*Objective:*
Please rewrite everything from the line containing "in water in the photo above." down through the end of the items, replacing "pick planner" with "grasp planner" and leaving all else unchanged.

**** Data for the task

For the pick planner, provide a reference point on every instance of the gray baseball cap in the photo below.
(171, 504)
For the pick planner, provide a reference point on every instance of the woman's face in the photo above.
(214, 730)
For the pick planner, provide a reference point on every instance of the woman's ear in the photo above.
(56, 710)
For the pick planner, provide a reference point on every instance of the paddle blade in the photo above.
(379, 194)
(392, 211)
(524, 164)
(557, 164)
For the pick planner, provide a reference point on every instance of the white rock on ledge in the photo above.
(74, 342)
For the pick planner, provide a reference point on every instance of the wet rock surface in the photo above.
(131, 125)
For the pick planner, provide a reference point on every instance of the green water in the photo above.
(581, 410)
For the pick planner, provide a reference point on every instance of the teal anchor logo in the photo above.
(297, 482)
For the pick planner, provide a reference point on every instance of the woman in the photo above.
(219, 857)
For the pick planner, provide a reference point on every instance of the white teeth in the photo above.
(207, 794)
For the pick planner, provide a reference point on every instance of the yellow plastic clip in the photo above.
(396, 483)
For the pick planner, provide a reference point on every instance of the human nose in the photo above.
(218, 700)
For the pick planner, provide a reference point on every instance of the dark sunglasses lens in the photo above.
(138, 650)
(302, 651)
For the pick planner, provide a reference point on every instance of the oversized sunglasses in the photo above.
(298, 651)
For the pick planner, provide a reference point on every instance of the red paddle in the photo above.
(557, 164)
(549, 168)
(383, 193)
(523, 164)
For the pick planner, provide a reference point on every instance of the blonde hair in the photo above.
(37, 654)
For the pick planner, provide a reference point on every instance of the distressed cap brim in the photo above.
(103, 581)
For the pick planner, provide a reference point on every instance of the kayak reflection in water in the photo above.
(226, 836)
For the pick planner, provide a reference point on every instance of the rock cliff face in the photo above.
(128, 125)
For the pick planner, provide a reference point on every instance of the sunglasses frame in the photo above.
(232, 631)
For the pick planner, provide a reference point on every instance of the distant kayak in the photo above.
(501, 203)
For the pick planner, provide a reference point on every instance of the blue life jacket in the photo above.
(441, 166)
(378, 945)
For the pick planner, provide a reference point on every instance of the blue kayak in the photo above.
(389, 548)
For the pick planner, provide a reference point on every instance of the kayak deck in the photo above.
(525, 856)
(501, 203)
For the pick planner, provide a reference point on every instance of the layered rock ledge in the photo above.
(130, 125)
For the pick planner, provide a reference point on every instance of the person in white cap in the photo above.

********

*Exercise solution:*
For the grasp planner, provide a reference point on every instance of the kayak reflection in water in the photo above.
(226, 836)
For the grasp planner, provide a reference point on every instance of the rock cliff face in the photo above.
(128, 125)
For the grasp planner, provide a reference point on every instance of the sunglasses frame in the photo above.
(232, 631)
For the grasp planner, provide a reference point on every instance of the distant kayak in the photo above.
(501, 203)
For the grasp planner, provide a reference point on every instance of the blue life jacket in the photo above.
(441, 166)
(378, 945)
For the grasp planner, provide a reference point on every instance of the blue kayak in the photo above.
(389, 548)
For the grasp planner, provide a reference point on every instance of the kayak deck in the photo above.
(525, 856)
(501, 203)
For the grasp planner, provide a reference point on every instance of the layered rock ledge in the photo above.
(130, 125)
For the grasp planner, provide a reference point on every instance of the person in white cap in the photo above.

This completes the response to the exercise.